* **KUTIPAN TAFSIR**
========================================================================

Ayat ke 26
Artinya:
Sesungguhnya Allah tidak segan-segan membuat perumpamaan nyamuk atau yang lebih rendah dari itu. Adapun orang-orang yang beriman, maka mereka yakin bahwa perumpamaan itu benar dari Tuhan mereka, tetapi yang kafir mengatakan: "Apakah maksud Allah menjadikan ini untuk perumpamaan? Dengan perumpamaan itu banyak orang yang disesatkan Allah dan dengan perumpamaan itu pula banyak orang yang diberinya petunjuk. Dan tidak ada yang disesatkan Allah kecuali orang-orang yang fasik.
Orang-orang yang menentang Islam tidak mampu membuatkitab tandingan al-Quran. Mereka tidak memiliki kekuatan logika seperti logika al-Quran. ُSeluruh perumpamaan al-Quran bagi mereka dipandang sangat rendah dan berkata, Ya Allah perumpamaan yang kau bikin seperti perbuatan manusia bukan perbuatan Tuhan. Sebagai Tuhan sungguh sangat jelek membikin perumpamaan seperti laba-laba atau lalat. Perumpamaan seperti ini sungguh tidak sesuai dengan kedudukan sebagai Tuhan. Para penentang Islam yang pada dasarnya tidak mengakui keberadaan Tuhan, ucapan tersebut tidak memiliki tujuan selain berupaya meragukan dan menggoncang umat Islam akan kebenaran al-Quran dan Nabi serta Iman mereka.
Pada dasarnya tidak semua perumpamaan al-Quran demikian, sebab pada ayat sebelumnya Allah telah mengibaratkan orang-orang munafik dengan seorang musafir dalam sebuah jalan yang penuh dengan berbagai bahaya, baik bumi maupun langit. Sementara untuk melanjutkan perjalanannya ia tidak memiliki penerang sama sekali.
Ayat ke27
Artinya:
Yaitu orang-orang yang melanggar janji Allah setelah ia ditetapkan, dan memutus apa yang diperintahkan oleh Allah untuk menyambungnya, dan membuat kerusakan di muka bumi, mereka itulah orang-orang yang merugi.
Setelah ayat sebelumnya berbicara tentang kesesatan orang-orang fasik, maka ayat ini menjelaskan tiga ciri-ciri mereka itu.
Pertama, mereka adalah orang-orang yang suka menginjak-injak perjanjian dengan Allah dan hanya mengikuti keinginan-keinginan hawa nafsu mereka. Yang dimaksud dengan perjanjian Allah di dalam ayat ini ialah suatu bentuk perjanjian takwini (penciptaan) bukan tasyri'i (pensyariatan). Yaitu, Allah Swt telah menciptakan fitrah di dalam diri setiap manusia, dimana melalui hidayah fitrah tersebut, manusia dapat mengenali kebaikan dan keburukan, kebenaran dan kebatilan. Dengan fitrah itu pula setiap orang memiliki kesiapan untuk menerima seruan para Rasul yang diutus oleh Allah kepada mereka.

========================================================================

* **DATA YANG DIBERIKAN**
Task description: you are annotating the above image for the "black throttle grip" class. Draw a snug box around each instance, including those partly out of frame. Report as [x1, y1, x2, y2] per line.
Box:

========================================================================

* **SOAL LATIHAN**
1. Sebutkan semua hewan yang disebut dalam kutipan tafsir sebagai bahan perumpamaan.
2. Tuliskan ulang dari kutipan tafsir seluruh bagian mulai dari "Pertama, mereka adalah" hingga "Allah kepada mereka.".
3. Teruskan kutipan tafsir tentang ayat 26 dan 27 itu, dimulai sesudah kalimat terakhirnya.
Data tersebut tidak diperlukan untuk mengerjakan apa pun di sini.

* **JAWABAN TIAP SOAL**
1. Nyamuk, laba-laba, dan lalat.

2.
Pertama, mereka adalah orang-orang yang suka menginjak-injak perjanjian dengan Allah dan hanya mengikuti keinginan-keinginan hawa nafsu mereka. Yang dimaksud dengan perjanjian Allah di dalam ayat ini ialah suatu bentuk perjanjian takwini (penciptaan) bukan tasyri'i (pensyariatan). Yaitu, Allah Swt telah menciptakan fitrah di dalam diri setiap manusia, dimana melalui hidayah fitrah tersebut, manusia dapat mengenali kebaikan dan keburukan, kebenaran dan kebatilan. Dengan fitrah itu pula setiap orang memiliki kesiapan untuk menerima seruan para Rasul yang diutus oleh Allah kepada mereka.

3.
Kedua, Ketika Allah Swt memerintahkan agar mereka menjalin hubungan yang baik, termasuk hubungan keagamaan dengan para pemimpin ilahi, juga hubungan sosial dengan orang-orang mukmin, serta hubungan kekeluargaan dengan kaum kerabat dan sanak keluarga; orang-orang fasik justru memutus dan merusak hubungan-hubungan tersebut.
Ketiga, mereka menyebarkan kerusakan dan kekejian di muka bumi ini dengan kefasikan dan perbuatan-perbuatan dosa mereka. Mungkin mereka mengira bahwa perbuatan dosa adalah perkara pribadi dan dampak-dampaknya berkaitan dengan dirinya sendiri. Padahal segala bentuk pengaruh sosial dari perbuatan dosa tidak lebih kecil dari pada pengaruh-pengaruh pribadi karena perbuatan-perbuatan dosa tersebut secara perlahan dan bertahap akan menyeret masyarakat kepada kerusakan.
Jelas sekali bahwa seseorang yang tidak mempedulikan perjanjian-perjanjian ilahi dan hubungan-hubungan sosial akan berbuat sekehendak hatinya. Oorang ini pasti akan menimpakan kerugian bagi dirinya sendiri. Dengan melepaskan seluruh modal materi dan maknawinya, maka tak ada hal lain yang ia dapatkan kecuali kesengsaraan, kerugian dan kebinasaan.
Dari dua ayat tadi terdapat enam poin pelajaran yang dapat dipetik:
1. Pelanggaran perjanjian tidak sejalan dengan ketaatan beragama. Seorang mukmin tidak akan pernah melanggar perjanjiannya walaupun dengan orang-orang kafir. Lalu bagaimana ia menginjak-injak perjanjian dengan Allah.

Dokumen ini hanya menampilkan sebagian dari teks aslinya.